Written exercise → Output the data from its start through the line containing "M 3 32 L 0 40" as a JSON list of strings, one string per line, skipping blank lines and leaving out the pictures.

Given records →
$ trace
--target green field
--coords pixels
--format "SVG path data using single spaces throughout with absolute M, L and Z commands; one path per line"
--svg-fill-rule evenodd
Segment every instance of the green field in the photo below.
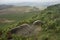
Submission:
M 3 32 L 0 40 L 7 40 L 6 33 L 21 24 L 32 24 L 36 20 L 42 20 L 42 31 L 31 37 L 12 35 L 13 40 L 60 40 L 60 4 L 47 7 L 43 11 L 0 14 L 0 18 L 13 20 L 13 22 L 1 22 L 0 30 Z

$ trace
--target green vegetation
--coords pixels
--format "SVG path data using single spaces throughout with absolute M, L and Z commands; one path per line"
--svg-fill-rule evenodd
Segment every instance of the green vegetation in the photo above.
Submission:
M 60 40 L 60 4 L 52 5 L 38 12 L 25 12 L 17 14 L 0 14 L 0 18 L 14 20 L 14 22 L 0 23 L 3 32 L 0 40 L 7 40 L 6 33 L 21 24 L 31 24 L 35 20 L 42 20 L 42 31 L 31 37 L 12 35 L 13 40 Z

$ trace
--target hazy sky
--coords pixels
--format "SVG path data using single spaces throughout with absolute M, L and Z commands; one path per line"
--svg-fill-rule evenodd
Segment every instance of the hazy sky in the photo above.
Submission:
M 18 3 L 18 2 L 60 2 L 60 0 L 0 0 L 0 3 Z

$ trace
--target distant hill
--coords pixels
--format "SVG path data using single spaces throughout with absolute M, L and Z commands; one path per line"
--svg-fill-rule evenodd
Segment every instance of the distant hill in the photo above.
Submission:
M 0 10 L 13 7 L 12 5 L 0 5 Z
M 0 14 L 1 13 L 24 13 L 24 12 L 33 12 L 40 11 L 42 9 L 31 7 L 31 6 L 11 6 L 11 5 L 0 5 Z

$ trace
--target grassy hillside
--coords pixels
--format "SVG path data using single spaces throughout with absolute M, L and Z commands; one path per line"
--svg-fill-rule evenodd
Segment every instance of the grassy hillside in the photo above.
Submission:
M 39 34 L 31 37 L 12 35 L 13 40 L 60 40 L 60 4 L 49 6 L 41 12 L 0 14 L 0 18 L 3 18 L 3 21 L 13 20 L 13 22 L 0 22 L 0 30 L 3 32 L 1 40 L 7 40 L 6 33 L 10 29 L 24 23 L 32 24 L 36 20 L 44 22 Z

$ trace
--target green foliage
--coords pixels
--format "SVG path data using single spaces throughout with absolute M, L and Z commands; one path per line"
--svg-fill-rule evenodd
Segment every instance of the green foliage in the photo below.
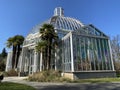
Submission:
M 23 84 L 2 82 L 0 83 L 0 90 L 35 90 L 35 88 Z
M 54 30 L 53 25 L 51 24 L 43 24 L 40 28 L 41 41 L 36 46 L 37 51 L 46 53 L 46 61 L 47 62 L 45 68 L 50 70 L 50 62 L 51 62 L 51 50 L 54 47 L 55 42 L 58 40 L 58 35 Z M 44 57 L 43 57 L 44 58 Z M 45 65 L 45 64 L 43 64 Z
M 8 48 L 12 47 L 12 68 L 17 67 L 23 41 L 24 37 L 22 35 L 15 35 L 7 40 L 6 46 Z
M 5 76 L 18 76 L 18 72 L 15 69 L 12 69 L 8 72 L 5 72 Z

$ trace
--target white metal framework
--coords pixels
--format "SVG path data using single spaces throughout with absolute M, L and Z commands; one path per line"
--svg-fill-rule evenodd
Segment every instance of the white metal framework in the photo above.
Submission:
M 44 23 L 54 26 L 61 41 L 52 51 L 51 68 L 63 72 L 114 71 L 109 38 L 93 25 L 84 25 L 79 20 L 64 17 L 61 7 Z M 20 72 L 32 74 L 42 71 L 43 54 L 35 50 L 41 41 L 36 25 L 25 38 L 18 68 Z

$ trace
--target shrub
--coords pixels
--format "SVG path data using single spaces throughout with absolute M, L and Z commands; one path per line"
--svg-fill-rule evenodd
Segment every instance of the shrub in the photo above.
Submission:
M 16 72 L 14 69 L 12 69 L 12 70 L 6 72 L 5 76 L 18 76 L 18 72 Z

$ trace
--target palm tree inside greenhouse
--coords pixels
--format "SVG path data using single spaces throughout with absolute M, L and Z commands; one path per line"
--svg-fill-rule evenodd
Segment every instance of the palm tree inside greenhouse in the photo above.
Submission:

Answer for this exercise →
[
  "$ trace",
  "--target green field",
  "--coords pixels",
  "--format \"SVG path data using single spaces throughout with absolute M, L and Z commands; one path per line\"",
  "--svg-fill-rule evenodd",
  "Segment every instance of the green field in the photo below.",
  "Submission:",
  "M 3 32 L 0 40 L 7 40 L 6 33 L 21 24 L 32 24 L 36 20 L 42 20 L 42 31 L 31 37 L 12 35 L 13 40 L 60 40 L 60 4 L 47 7 L 43 11 L 0 14 L 0 18 L 13 20 L 13 22 L 1 22 L 0 30 Z"
]